▸ ASSIGNMENT
Below are the entries; transcribe them exactly and drop every picture.

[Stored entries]
..........

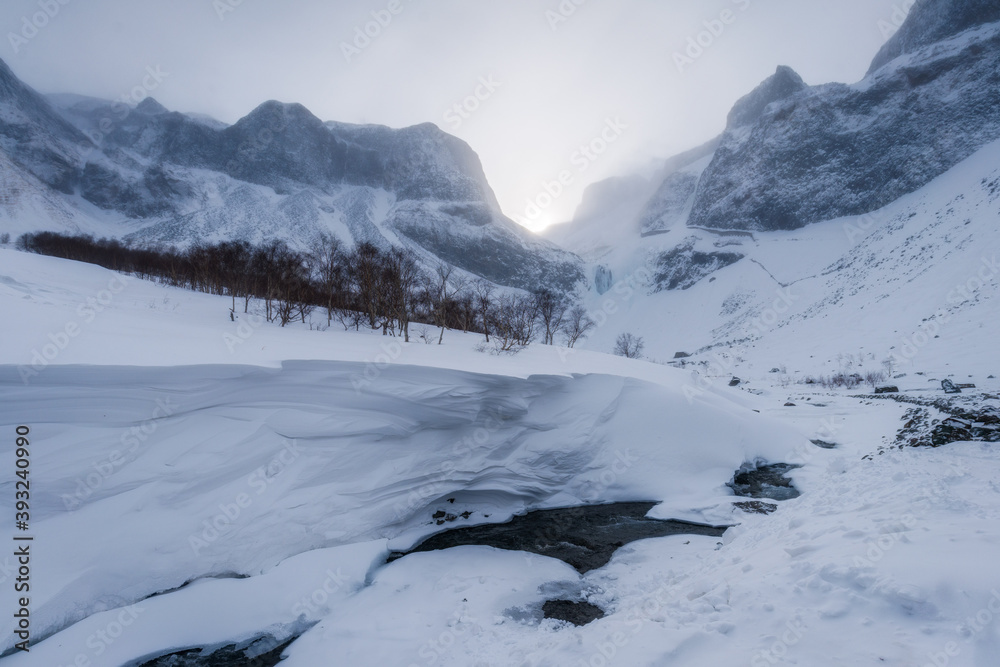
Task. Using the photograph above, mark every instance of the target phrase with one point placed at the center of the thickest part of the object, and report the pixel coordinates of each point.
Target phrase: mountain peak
(782, 84)
(150, 107)
(931, 21)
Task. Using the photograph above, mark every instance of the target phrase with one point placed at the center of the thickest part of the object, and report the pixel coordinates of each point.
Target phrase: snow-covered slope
(172, 446)
(793, 155)
(154, 176)
(874, 285)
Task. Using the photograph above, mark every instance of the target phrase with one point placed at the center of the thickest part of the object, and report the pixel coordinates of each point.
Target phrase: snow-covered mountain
(688, 283)
(793, 154)
(155, 176)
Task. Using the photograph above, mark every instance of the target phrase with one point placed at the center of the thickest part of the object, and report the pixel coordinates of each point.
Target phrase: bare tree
(875, 378)
(445, 288)
(484, 290)
(552, 312)
(578, 324)
(629, 346)
(514, 318)
(328, 266)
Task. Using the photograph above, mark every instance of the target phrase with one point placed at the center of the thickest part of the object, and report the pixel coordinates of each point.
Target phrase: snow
(315, 452)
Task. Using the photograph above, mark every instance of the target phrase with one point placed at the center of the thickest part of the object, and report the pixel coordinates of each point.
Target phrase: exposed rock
(764, 480)
(951, 430)
(756, 507)
(278, 173)
(814, 154)
(684, 266)
(781, 85)
(823, 444)
(603, 279)
(931, 21)
(584, 537)
(577, 613)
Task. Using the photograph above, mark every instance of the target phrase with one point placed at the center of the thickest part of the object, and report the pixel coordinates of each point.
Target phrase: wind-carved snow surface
(312, 471)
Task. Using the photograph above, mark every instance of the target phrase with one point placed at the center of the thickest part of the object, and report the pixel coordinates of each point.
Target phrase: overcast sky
(556, 78)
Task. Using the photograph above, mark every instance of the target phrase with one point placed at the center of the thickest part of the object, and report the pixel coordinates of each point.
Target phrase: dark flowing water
(586, 537)
(262, 652)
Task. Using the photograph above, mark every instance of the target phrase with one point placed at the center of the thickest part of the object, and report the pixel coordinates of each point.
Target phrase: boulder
(951, 430)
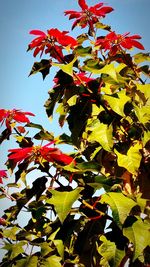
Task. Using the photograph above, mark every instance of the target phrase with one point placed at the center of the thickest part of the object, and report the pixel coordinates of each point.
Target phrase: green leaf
(132, 160)
(88, 166)
(145, 89)
(110, 70)
(117, 103)
(139, 235)
(67, 68)
(96, 68)
(45, 249)
(34, 125)
(141, 57)
(15, 249)
(53, 261)
(44, 135)
(72, 100)
(63, 201)
(28, 261)
(60, 247)
(43, 66)
(109, 252)
(142, 113)
(102, 133)
(11, 232)
(146, 137)
(119, 204)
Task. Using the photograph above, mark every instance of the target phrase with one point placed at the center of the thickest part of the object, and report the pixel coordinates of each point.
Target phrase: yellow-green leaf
(132, 160)
(63, 201)
(117, 103)
(52, 261)
(142, 113)
(102, 134)
(146, 137)
(72, 100)
(119, 204)
(110, 253)
(139, 235)
(67, 68)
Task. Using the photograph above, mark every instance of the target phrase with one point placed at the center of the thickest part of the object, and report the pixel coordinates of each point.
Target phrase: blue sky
(17, 18)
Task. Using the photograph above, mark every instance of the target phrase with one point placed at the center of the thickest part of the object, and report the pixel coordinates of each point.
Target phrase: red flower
(3, 174)
(48, 42)
(88, 15)
(116, 42)
(9, 116)
(82, 78)
(37, 153)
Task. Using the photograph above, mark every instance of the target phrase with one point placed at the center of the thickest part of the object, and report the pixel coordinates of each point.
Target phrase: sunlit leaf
(109, 252)
(83, 51)
(67, 68)
(142, 113)
(45, 249)
(30, 261)
(60, 247)
(119, 204)
(72, 100)
(141, 57)
(144, 88)
(130, 161)
(102, 134)
(117, 103)
(53, 261)
(146, 137)
(139, 235)
(15, 249)
(11, 232)
(63, 201)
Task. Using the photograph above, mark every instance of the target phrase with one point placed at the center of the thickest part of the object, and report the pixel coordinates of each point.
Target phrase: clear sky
(18, 17)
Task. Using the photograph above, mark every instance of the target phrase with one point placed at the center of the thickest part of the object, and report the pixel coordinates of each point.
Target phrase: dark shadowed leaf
(43, 66)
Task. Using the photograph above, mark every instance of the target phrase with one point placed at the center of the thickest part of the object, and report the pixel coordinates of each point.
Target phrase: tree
(89, 207)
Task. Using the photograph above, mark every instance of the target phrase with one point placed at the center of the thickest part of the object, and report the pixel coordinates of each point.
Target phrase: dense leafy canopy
(90, 207)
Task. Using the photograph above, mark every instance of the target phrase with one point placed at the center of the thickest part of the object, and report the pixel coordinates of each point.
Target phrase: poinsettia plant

..........

▸ WRITTEN ANSWER
Task. Using the photograph above, mark every instance of the target phrase with one point placed at the center of the thickest part of the object, and report the pixel coordinates of each point.
Target phrase: mountain peak
(782, 84)
(150, 107)
(931, 21)
Task. Using the photograph above, mark every instance of the target phrase with one point placed at the center of the thickest part of the object, and report the pixel coordinates of each point.
Target phrase: snow-covered slope
(172, 446)
(793, 155)
(154, 176)
(874, 285)
Task. Using the photograph above, mark every instance of the target phrase with one point placed at the center of the thickest part of the object, and report the pixel coordinates of each point.
Target phrase: snow-covered mountain
(688, 283)
(793, 154)
(155, 176)
Task. Using the photograph above, mark every instance of the target phrase with one point placed at the center of the thickest part of the object, and report the pixel coordinates of each point.
Target phrase: bare tree
(875, 378)
(445, 288)
(484, 290)
(552, 312)
(578, 324)
(629, 346)
(514, 318)
(328, 266)
Task. Using the photograph above, mark every instance of the target phrase with one point placed at the center of the thickest part of the object, and report the pixel coordinates of each point.
Target phrase: snow
(315, 452)
Task. Using the photograph above, mark every instance of the target phrase with one point placed at the center of the thickest part of the object, and report the pixel coordinates of each point.
Target phrase: exposed rock
(764, 480)
(951, 430)
(756, 507)
(278, 173)
(814, 154)
(684, 266)
(781, 85)
(823, 444)
(603, 279)
(931, 21)
(584, 537)
(577, 613)
Task. Using the photograph above, mark every instance of the target phrase with one point placed at the center of the thickest part of the object, and report the pixel coordinates of each point.
Target phrase: wind-carved snow surface
(312, 471)
Task. Using the photograph above, mark every instance of the target phrase with one point placed at the center of the thickest part of the object, and report the pixel coordinates of each point.
Target phrase: overcast sky
(556, 78)
Task. Using the photograph above, mark every instance of the target phrase with one point placed at the center of the thickest part of the object, and report the pixel coordinates of each point.
Target phrase: dark flowing water
(586, 537)
(262, 652)
Task. Using the photograph above, mark every instance of the target phrase with one point placed at the center of the thickest part of the object, and report the pixel coordinates of each point.
Target phrase: boulder
(951, 430)
Task. Using the photograph above, mark every instance of the target phrase with one point placed at the center of the thickest part of the object, and report the pixel coordinates of each point.
Target phrase: green leaf
(132, 160)
(88, 166)
(145, 89)
(110, 70)
(117, 103)
(139, 235)
(67, 68)
(96, 68)
(45, 249)
(34, 125)
(141, 57)
(15, 249)
(53, 261)
(44, 135)
(72, 100)
(63, 201)
(28, 261)
(60, 247)
(43, 66)
(109, 252)
(142, 113)
(102, 133)
(11, 232)
(146, 137)
(119, 204)
Task. Using the photograph above, mark every instance of the target phrase with one point placed at the center of the thickest part of the object, and report the pixel coordinates of each point.
Target phrase: yellow-green leaf
(132, 160)
(63, 201)
(117, 103)
(52, 261)
(142, 113)
(102, 134)
(146, 137)
(72, 100)
(119, 204)
(110, 253)
(139, 235)
(67, 68)
Task. Using the photograph above, mark every instance of the target phrase with one point placed at the center of the thickest part of the object, and report the pixel coordinates of each point.
Target phrase: blue sky
(17, 18)
Task. Using the photograph above, mark every instance of the target phrase with one point placed at the center of the thickest part of the object, and report the pixel coordinates of each point.
Target phrase: red flower
(3, 174)
(48, 42)
(88, 15)
(116, 42)
(9, 116)
(82, 78)
(37, 153)
Task. Using the photograph above, mark every instance of the target phrase with one point placed at the center of the thickest part of the object, and report the pixel coordinates of each point.
Target phrase: sunlit leaf
(109, 252)
(83, 51)
(67, 68)
(142, 113)
(45, 249)
(30, 261)
(60, 247)
(119, 204)
(72, 100)
(141, 57)
(144, 88)
(130, 161)
(102, 134)
(117, 103)
(53, 261)
(146, 137)
(139, 235)
(15, 249)
(11, 232)
(63, 201)
Task. Using the photograph above, mark every instance of the target phrase with one point placed at the center of the thickest part of the object, and report the pixel coordinates of each point.
Target phrase: clear sky
(18, 17)
Task. Using the photograph above, mark every instance of the target phrase with one point placed at the center of the thickest part of the object, and report the pixel coordinates of each point.
Target phrase: dark shadowed leaf
(43, 66)
Task. Using the photograph above, mark every instance of the target phrase with one point placed at the center of the thickest part of the object, and report the pixel coordinates of each point.
Target phrase: tree
(89, 207)
Task. Using the photograph above, mark every instance of the target phrase with one point placed at the center of the thickest part of the object, and report the pixel coordinates of each point.
Target phrase: dense leafy canopy
(90, 207)
Task. Using the photograph above, mark every instance of the target phrase with one point placed at the center of the thickest part of the object, and report the pixel coordinates of each point.
Target phrase: poinsettia plant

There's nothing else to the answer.